TASK ITEM
Return every entry exactly as written.

---------- SUPPLIED RECORDS

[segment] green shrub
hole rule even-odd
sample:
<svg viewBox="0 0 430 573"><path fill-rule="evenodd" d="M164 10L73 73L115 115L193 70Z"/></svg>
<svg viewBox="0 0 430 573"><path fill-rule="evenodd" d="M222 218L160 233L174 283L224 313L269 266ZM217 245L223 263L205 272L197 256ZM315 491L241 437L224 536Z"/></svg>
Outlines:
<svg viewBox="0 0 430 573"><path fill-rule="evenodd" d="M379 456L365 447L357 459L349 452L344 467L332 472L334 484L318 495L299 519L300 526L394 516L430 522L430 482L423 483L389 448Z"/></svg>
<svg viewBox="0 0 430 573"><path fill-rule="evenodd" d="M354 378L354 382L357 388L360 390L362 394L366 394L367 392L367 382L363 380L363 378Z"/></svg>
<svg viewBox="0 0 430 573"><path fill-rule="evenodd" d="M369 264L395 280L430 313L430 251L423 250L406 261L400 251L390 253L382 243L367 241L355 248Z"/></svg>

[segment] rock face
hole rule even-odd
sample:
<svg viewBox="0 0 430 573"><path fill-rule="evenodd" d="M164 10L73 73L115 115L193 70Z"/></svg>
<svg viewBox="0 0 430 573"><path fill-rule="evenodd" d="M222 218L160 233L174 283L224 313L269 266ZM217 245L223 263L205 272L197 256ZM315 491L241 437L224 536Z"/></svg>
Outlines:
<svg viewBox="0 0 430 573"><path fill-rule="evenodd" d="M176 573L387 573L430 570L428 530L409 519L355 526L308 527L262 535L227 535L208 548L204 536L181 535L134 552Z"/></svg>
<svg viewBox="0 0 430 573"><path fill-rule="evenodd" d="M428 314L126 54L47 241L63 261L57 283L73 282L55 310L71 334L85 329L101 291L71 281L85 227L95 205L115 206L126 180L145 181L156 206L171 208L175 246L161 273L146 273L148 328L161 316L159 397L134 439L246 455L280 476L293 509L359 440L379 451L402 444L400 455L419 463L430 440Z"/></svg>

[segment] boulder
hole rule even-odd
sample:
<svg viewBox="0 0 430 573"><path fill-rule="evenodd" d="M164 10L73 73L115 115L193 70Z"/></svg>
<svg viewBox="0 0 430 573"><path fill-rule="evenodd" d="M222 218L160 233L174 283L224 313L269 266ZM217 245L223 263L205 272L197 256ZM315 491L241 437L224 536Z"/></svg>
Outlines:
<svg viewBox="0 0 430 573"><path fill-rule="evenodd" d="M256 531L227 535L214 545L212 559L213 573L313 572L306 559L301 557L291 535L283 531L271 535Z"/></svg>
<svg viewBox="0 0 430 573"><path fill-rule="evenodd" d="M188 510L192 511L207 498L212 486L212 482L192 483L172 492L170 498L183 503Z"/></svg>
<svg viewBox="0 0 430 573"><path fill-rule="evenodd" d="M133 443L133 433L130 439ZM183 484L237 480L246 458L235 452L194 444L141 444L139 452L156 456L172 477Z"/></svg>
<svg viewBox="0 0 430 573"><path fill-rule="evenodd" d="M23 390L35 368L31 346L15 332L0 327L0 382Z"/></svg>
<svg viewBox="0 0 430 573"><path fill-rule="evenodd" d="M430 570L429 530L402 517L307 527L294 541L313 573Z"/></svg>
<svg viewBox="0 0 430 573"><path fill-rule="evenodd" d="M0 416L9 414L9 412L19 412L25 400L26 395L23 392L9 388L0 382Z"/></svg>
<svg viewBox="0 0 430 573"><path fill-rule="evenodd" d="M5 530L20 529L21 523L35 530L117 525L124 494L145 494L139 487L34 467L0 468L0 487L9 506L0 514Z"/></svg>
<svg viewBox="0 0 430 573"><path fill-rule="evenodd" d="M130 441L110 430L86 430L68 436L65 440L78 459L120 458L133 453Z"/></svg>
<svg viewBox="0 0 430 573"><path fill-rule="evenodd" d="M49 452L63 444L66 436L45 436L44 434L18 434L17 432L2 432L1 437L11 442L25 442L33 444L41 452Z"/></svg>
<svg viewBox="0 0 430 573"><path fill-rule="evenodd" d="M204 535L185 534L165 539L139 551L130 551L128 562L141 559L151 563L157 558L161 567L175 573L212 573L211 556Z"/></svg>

--------------------

TASK RESULT
[segment] green shrub
hole rule even-odd
sample:
<svg viewBox="0 0 430 573"><path fill-rule="evenodd" d="M164 10L73 73L115 115L193 70Z"/></svg>
<svg viewBox="0 0 430 573"><path fill-rule="evenodd" d="M222 218L160 233L174 283L224 313L269 266ZM217 245L223 263L205 272L197 256ZM315 491L241 437L224 536Z"/></svg>
Outlines:
<svg viewBox="0 0 430 573"><path fill-rule="evenodd" d="M379 456L365 447L357 459L349 452L344 467L332 472L334 484L318 495L299 519L300 526L394 516L430 522L430 482L423 483L389 448Z"/></svg>
<svg viewBox="0 0 430 573"><path fill-rule="evenodd" d="M354 378L354 382L357 388L360 390L362 394L366 394L367 392L367 382L363 380L363 378Z"/></svg>
<svg viewBox="0 0 430 573"><path fill-rule="evenodd" d="M369 264L395 280L430 313L430 251L423 250L406 261L400 251L390 253L382 243L367 241L355 248Z"/></svg>

[segment] rock face
hole rule even-odd
sample:
<svg viewBox="0 0 430 573"><path fill-rule="evenodd" d="M164 10L73 73L115 115L193 70Z"/></svg>
<svg viewBox="0 0 430 573"><path fill-rule="evenodd" d="M222 218L160 233L174 283L224 313L269 266ZM217 245L223 263L205 272L197 256ZM315 491L241 437L224 536Z"/></svg>
Outlines:
<svg viewBox="0 0 430 573"><path fill-rule="evenodd" d="M176 573L387 573L430 570L428 530L409 519L355 526L308 527L262 535L227 535L208 548L204 536L181 535L134 552Z"/></svg>
<svg viewBox="0 0 430 573"><path fill-rule="evenodd" d="M428 314L126 54L47 241L63 261L57 283L73 282L55 310L71 334L85 329L101 291L71 281L85 227L95 205L115 206L126 180L145 181L156 206L171 208L175 246L161 273L146 273L148 328L161 316L159 397L134 439L246 455L280 476L293 509L359 440L379 451L402 444L400 455L419 463L430 440Z"/></svg>

[segment] boulder
hole rule even-odd
sample:
<svg viewBox="0 0 430 573"><path fill-rule="evenodd" d="M164 10L73 73L115 115L193 70Z"/></svg>
<svg viewBox="0 0 430 573"><path fill-rule="evenodd" d="M222 218L160 233L174 283L224 313L269 266ZM217 245L223 263L205 272L197 256ZM315 491L241 437L224 536Z"/></svg>
Outlines:
<svg viewBox="0 0 430 573"><path fill-rule="evenodd" d="M256 531L227 535L214 545L212 559L213 573L313 572L306 559L301 557L291 535L283 531L271 535Z"/></svg>
<svg viewBox="0 0 430 573"><path fill-rule="evenodd" d="M188 510L192 511L207 498L212 486L212 482L192 483L172 492L170 498L183 503Z"/></svg>
<svg viewBox="0 0 430 573"><path fill-rule="evenodd" d="M133 443L133 433L130 439ZM183 484L237 480L246 458L235 452L194 444L141 444L139 452L156 456L172 477Z"/></svg>
<svg viewBox="0 0 430 573"><path fill-rule="evenodd" d="M23 390L35 368L31 346L15 332L0 327L0 382Z"/></svg>
<svg viewBox="0 0 430 573"><path fill-rule="evenodd" d="M430 570L429 530L402 517L307 527L294 541L313 573Z"/></svg>
<svg viewBox="0 0 430 573"><path fill-rule="evenodd" d="M0 416L9 414L9 412L19 412L25 400L26 395L23 392L9 388L0 382Z"/></svg>
<svg viewBox="0 0 430 573"><path fill-rule="evenodd" d="M5 530L20 529L21 523L35 530L117 525L124 494L145 494L139 487L34 467L0 468L0 487L9 506L0 514Z"/></svg>
<svg viewBox="0 0 430 573"><path fill-rule="evenodd" d="M130 441L110 430L86 430L68 436L65 440L78 459L120 458L133 453Z"/></svg>
<svg viewBox="0 0 430 573"><path fill-rule="evenodd" d="M49 452L63 444L66 436L45 436L44 434L18 434L17 432L2 432L1 437L11 442L25 442L33 444L41 452Z"/></svg>
<svg viewBox="0 0 430 573"><path fill-rule="evenodd" d="M204 535L185 534L165 539L139 551L130 551L128 562L141 559L151 563L157 558L161 567L175 573L212 573L211 556Z"/></svg>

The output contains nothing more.